▶ [Article]
..............................

Game Theory: Bonus Points Exam Question

Here's a question I came up with that you can ask your students if you are feeling ruthless.

 

The Question

(Bonus Question) How many bonus points do you want? Only those who choose the least popular answer will be awarded their point(s). In case of equality, the lower number prevails.

a) 1

b) 2

c) 3 

 

Discussion

Let's start by analyzing a simpler version where we remove option c) and we assume there are only three people taking the exam.

Let p denote the probability that a student will pick choice a) and let q denote the probability that a student will pick choice b). Since the rules are the same for every student, we may assume every student will use the same p and q.

We now take the point of view of a single student trying to gain an advantage. If they choose a), their expected value will be q^2. If they choose b), their expected value will be 2p^2.

..............................

▶ [What is needed] Give back the whole bonus points exam post word for word, with nothing changed or left out. The lines after this point aren't needed.

▶ [Collected data]
..............................

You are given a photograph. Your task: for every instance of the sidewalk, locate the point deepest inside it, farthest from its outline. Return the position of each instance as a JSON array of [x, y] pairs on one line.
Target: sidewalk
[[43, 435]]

..............................

▶ [Output]
Game Theory: Bonus Points Exam Question

Here's a question I came up with that you can ask your students if you are feeling ruthless.

 

The Question

(Bonus Question) How many bonus points do you want? Only those who choose the least popular answer will be awarded their point(s). In case of equality, the lower number prevails.

a) 1

b) 2

c) 3 

 

Discussion

Let's start by analyzing a simpler version where we remove option c) and we assume there are only three people taking the exam.

Let p denote the probability that a student will pick choice a) and let q denote the probability that a student will pick choice b). Since the rules are the same for every student, we may assume every student will use the same p and q.

We now take the point of view of a single student trying to gain an advantage. If they choose a), their expected value will be q^2. If they choose b), their expected value will be 2p^2.